• Problem details:
Locate every row below that contains the string "ground" and copy each of those rows in full.

--

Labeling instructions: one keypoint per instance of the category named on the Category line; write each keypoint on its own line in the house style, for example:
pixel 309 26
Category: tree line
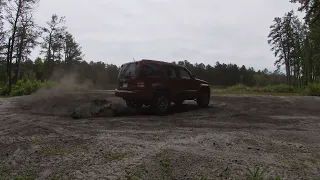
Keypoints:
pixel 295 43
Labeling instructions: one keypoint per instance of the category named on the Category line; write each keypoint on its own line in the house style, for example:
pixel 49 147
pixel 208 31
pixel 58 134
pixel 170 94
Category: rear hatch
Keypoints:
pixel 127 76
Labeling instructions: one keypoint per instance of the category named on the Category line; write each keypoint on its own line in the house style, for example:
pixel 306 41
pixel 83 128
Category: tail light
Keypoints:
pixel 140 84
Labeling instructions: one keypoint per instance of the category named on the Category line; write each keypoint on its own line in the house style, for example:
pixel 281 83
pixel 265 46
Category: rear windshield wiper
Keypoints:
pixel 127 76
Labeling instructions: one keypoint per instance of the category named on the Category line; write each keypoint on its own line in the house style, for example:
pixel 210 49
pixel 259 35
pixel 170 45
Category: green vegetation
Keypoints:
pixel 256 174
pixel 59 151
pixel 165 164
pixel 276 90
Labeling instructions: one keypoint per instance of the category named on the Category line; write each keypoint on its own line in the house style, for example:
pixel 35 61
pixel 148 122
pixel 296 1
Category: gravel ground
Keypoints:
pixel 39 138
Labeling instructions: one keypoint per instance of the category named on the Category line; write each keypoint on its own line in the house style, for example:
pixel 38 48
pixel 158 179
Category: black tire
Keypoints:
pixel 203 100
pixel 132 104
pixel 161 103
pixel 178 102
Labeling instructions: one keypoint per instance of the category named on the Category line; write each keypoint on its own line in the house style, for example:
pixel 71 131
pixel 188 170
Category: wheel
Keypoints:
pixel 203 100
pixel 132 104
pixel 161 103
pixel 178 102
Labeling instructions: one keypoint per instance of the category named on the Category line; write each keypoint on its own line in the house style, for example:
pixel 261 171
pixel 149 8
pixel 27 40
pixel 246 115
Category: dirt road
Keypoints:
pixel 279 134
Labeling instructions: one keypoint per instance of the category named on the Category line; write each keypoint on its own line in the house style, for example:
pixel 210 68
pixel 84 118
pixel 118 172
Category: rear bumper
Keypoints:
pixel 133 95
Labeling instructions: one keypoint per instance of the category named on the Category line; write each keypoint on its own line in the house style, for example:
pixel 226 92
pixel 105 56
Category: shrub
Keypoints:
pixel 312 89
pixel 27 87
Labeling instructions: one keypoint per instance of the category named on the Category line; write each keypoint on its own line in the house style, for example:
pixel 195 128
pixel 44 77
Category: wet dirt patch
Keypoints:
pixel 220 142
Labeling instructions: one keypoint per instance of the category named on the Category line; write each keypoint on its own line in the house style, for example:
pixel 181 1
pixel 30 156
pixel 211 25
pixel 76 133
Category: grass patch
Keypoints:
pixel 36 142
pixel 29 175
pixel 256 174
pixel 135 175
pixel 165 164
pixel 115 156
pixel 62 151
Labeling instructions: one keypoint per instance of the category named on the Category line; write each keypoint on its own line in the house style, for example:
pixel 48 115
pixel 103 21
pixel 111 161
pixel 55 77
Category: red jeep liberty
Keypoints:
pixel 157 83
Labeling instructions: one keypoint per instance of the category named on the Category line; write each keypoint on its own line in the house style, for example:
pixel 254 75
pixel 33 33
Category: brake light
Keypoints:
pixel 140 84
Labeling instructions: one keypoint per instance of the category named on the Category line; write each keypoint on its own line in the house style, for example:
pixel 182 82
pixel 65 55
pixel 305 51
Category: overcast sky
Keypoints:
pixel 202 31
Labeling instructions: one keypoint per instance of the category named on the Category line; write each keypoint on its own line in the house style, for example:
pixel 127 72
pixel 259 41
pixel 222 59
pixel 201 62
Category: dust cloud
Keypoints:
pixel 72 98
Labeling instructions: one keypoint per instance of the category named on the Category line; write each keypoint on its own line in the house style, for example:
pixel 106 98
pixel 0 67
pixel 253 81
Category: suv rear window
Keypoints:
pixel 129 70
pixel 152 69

--

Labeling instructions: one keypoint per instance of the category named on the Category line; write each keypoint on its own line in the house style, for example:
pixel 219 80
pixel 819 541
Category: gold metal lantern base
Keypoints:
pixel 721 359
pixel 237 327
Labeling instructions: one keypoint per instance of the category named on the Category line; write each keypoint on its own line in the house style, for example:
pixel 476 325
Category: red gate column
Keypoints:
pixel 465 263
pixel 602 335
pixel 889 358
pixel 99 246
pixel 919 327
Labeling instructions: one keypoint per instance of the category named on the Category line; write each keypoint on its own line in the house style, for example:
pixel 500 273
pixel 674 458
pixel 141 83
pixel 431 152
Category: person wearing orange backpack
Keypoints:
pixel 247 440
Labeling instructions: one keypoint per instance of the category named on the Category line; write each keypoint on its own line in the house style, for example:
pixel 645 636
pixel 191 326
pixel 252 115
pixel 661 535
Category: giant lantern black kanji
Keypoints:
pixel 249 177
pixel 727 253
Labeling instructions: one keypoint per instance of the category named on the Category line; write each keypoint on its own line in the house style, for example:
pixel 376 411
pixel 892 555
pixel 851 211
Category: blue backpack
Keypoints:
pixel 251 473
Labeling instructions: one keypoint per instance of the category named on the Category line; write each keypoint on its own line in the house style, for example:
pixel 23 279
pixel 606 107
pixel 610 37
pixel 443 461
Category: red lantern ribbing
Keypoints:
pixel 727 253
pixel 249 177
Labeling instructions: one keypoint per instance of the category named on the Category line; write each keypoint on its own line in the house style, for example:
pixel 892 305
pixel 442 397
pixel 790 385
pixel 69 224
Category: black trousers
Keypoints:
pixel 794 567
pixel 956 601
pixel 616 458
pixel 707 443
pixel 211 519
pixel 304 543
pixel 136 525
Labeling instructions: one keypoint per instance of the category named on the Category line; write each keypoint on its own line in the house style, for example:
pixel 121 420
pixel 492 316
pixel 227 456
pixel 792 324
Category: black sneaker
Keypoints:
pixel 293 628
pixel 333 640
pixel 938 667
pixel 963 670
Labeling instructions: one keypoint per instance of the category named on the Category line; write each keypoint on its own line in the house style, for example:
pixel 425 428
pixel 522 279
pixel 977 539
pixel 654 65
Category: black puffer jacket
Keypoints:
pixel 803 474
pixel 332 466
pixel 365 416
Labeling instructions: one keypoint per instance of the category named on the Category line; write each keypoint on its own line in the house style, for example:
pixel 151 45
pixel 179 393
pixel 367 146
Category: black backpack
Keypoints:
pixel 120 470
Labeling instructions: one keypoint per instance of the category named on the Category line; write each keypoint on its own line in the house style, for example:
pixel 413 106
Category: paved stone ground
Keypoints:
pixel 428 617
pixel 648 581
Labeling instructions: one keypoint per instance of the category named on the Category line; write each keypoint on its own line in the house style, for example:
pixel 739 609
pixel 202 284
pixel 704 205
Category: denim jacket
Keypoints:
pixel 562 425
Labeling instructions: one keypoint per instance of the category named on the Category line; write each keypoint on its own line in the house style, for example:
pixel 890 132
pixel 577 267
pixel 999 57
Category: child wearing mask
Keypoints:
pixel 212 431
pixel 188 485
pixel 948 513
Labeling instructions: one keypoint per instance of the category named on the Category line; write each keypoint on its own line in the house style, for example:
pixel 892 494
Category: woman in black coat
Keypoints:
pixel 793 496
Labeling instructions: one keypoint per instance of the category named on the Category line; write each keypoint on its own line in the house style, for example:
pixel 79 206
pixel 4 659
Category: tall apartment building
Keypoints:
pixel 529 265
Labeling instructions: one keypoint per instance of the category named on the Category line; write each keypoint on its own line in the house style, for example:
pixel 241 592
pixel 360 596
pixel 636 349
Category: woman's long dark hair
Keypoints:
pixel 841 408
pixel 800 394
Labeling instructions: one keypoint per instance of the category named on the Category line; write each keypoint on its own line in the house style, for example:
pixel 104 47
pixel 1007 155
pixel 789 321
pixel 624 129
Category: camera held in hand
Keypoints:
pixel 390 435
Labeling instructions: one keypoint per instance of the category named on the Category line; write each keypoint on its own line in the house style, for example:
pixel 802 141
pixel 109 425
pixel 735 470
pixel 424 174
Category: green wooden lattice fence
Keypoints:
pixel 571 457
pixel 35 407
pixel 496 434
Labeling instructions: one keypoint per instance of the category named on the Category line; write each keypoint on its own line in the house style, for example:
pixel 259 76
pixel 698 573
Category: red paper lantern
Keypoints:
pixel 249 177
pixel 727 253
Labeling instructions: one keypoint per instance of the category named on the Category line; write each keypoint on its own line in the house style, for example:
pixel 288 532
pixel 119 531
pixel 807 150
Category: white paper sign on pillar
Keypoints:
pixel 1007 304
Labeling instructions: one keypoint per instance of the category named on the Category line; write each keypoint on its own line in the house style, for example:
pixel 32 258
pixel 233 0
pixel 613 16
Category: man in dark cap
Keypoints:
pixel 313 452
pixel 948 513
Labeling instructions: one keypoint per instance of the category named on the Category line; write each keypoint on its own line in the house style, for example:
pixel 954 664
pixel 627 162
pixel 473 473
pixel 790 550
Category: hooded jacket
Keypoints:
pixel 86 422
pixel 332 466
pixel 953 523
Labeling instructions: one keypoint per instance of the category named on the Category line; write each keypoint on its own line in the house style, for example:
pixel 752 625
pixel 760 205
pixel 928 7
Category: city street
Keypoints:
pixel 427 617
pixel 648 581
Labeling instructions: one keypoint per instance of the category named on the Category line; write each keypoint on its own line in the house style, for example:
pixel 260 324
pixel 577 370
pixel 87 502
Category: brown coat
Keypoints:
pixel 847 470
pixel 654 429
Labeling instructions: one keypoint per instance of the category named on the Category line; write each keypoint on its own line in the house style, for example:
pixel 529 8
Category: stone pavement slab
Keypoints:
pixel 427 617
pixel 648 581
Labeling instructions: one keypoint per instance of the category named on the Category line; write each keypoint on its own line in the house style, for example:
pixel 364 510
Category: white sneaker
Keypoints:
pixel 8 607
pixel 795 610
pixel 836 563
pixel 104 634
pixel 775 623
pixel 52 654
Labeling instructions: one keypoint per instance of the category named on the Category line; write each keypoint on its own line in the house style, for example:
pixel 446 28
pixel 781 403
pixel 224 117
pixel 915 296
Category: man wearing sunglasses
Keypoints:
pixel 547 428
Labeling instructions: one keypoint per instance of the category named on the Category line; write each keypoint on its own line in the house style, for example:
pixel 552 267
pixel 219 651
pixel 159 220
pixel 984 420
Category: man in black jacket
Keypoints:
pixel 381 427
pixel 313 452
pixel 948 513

--

• Answer below:
Category: gravel ground
Category: paved stone ground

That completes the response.